### What this task involves:
Reproduce the part of the post on torch.nonzero starting at "Long story short, I" and ending at "amounts of ones.".

### Text:

Long story short, I have a 2D matrix of ones and zeros and I need to retrieve, for each row, the indexes of the elements set to one. The “standard” way to do so would be torch.nonzero, but that function is well known for being 1) a real bottleneck, since it does not know in advance the size of the final vector, and 2) it cannot be applied to each row of a 2D tensor in one shot since different rows may have different amounts of ones.
Recently, at::nonzero_static has been introduced, which solves the first point by giving the function the expected maximum number of nonzero elements (which is fine for my application). However, it does not feature a “dim” argument, meaning that it cannot be applied to each row/column individually, which in my opinion makes no sense since setting the size of the output guarantees that each row would feature the same amount of items, thus making the output a tensor.

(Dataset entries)

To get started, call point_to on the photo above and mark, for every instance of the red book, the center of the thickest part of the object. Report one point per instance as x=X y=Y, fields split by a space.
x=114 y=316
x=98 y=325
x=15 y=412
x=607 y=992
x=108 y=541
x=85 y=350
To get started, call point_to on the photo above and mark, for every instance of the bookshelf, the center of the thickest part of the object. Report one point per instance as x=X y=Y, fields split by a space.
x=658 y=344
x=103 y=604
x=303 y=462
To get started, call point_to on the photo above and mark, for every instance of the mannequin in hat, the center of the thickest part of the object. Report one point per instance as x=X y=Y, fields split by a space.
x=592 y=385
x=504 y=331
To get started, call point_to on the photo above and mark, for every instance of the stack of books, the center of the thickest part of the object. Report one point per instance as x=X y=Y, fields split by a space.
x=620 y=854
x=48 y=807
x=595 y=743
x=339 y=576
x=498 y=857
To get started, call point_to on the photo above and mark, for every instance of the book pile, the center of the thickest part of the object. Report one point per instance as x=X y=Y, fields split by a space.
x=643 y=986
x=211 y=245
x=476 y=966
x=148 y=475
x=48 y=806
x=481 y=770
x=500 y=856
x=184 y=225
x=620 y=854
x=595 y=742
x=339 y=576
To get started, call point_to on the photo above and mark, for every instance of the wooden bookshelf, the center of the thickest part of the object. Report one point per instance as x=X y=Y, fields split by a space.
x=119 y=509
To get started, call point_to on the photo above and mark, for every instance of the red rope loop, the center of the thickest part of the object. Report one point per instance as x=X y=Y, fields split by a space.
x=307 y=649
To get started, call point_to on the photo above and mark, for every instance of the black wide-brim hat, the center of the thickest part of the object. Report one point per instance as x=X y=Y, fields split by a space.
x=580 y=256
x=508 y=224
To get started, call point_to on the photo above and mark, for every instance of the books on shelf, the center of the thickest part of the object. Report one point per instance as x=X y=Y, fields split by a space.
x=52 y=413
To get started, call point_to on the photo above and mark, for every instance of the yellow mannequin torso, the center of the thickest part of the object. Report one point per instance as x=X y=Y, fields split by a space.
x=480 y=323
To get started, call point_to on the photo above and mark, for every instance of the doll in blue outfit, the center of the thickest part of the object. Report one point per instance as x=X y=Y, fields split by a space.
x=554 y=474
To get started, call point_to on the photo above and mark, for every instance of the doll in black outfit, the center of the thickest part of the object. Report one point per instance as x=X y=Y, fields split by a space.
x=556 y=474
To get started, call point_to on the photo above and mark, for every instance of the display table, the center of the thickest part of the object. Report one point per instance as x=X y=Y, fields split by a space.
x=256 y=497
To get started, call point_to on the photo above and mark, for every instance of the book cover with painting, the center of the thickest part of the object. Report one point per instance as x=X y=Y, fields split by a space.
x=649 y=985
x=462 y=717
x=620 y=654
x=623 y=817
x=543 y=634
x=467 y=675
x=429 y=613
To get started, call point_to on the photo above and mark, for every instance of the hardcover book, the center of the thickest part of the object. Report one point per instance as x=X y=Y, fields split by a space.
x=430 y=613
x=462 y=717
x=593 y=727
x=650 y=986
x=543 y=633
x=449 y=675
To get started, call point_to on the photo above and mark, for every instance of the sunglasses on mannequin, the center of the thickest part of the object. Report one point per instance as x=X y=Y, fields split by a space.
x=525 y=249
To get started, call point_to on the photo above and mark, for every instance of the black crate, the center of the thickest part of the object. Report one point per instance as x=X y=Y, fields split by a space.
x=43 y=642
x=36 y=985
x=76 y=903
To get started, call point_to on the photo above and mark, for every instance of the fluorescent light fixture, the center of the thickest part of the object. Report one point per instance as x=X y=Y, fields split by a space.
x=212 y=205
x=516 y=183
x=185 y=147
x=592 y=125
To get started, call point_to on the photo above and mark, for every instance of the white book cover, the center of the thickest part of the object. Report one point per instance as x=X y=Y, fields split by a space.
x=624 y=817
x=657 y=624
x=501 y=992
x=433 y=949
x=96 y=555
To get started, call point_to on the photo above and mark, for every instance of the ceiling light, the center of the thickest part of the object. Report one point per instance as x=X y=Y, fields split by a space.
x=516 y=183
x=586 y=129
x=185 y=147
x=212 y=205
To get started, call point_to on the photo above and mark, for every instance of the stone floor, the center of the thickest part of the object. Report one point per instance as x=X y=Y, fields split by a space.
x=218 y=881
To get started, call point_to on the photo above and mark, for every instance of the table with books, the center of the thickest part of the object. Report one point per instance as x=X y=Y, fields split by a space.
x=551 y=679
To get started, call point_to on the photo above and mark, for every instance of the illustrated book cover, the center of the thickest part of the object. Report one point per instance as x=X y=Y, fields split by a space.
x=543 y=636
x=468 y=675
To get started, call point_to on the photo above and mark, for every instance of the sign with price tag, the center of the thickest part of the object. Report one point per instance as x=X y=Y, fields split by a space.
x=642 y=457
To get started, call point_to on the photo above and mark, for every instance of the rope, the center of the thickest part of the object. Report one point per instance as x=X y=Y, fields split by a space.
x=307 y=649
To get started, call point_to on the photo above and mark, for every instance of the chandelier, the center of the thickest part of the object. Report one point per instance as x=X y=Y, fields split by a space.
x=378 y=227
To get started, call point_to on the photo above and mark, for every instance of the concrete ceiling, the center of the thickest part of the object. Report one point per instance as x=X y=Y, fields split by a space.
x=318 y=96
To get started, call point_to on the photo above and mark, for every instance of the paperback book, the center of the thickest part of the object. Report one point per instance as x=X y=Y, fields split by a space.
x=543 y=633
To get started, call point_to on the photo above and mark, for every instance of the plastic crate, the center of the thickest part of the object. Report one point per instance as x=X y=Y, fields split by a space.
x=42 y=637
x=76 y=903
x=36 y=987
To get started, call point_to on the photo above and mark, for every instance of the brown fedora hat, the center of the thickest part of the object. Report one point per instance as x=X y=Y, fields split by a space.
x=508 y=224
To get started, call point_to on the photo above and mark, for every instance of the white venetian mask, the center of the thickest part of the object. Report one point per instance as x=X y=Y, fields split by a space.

### Reply to the task:
Long story short, I have a 2D matrix of ones and zeros and I need to retrieve, for each row, the indexes of the elements set to one. The “standard” way to do so would be torch.nonzero, but that function is well known for being 1) a real bottleneck, since it does not know in advance the size of the final vector, and 2) it cannot be applied to each row of a 2D tensor in one shot since different rows may have different amounts of ones.